TASK BRIEF: The lines below starting at the line containing "point like [372,68]." and ending at the line containing "point like [315,159]." are to be repeated exactly, with both ends kept and nothing else added.

RECORD SET:
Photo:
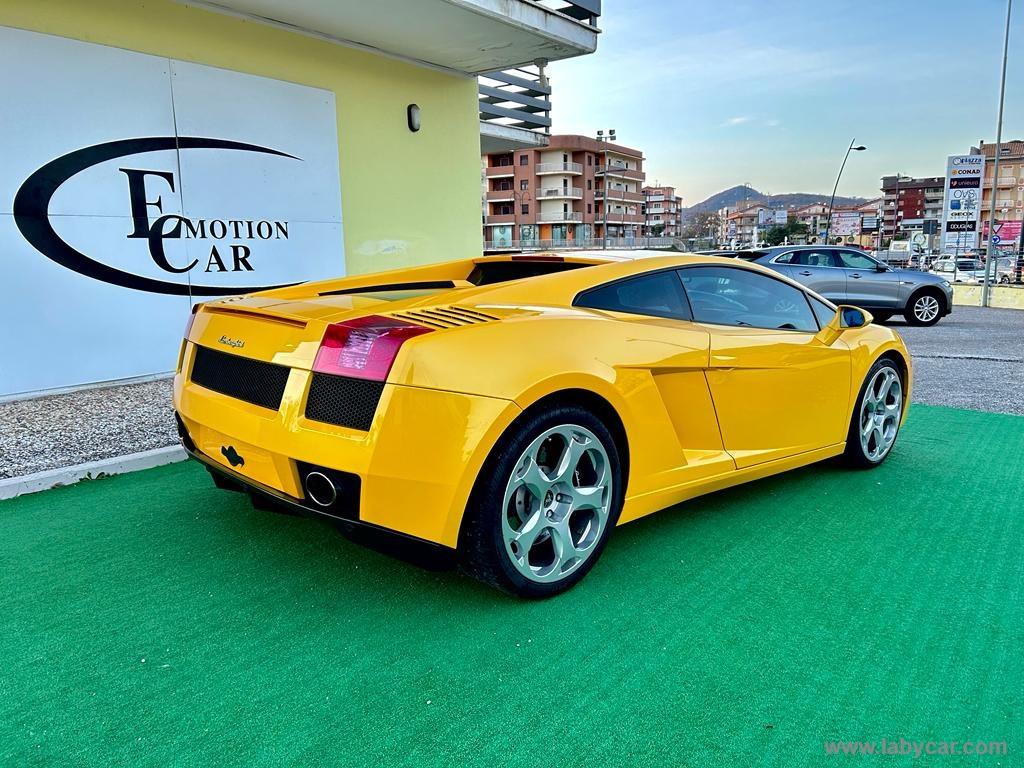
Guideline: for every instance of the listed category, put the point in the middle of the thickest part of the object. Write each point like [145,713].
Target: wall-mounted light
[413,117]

---

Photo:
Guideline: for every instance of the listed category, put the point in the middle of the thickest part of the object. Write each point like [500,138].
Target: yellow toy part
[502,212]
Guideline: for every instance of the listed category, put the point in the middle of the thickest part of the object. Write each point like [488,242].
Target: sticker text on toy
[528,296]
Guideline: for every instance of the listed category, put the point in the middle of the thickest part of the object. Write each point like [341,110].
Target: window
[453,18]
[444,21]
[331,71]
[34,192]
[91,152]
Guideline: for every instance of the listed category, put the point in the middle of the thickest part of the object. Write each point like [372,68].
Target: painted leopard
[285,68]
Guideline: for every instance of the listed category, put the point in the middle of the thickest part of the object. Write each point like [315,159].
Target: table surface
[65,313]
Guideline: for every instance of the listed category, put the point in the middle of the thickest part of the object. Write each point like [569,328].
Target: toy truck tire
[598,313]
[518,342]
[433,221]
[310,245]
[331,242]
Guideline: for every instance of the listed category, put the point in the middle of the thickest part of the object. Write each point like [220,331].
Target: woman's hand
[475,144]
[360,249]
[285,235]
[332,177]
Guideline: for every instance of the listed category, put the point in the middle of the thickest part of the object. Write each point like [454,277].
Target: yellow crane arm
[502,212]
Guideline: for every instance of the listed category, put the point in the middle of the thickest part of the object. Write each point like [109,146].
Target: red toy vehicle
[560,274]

--

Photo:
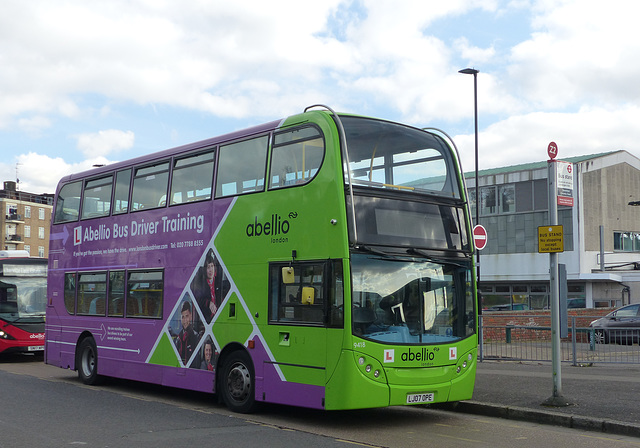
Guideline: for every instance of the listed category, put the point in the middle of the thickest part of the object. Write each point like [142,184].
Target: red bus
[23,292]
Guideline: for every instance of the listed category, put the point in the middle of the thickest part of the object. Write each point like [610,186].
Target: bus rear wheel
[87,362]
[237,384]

EXPECTED ANSWER:
Guideline: for every instance of the listed category, put the point in the middle of the thickest part of the object. Write each point like [372,68].
Target: painted leopard
[285,68]
Guideline: for every instance of the listed category, put the point in the middle of the thickest part of the object. Write each point like [315,159].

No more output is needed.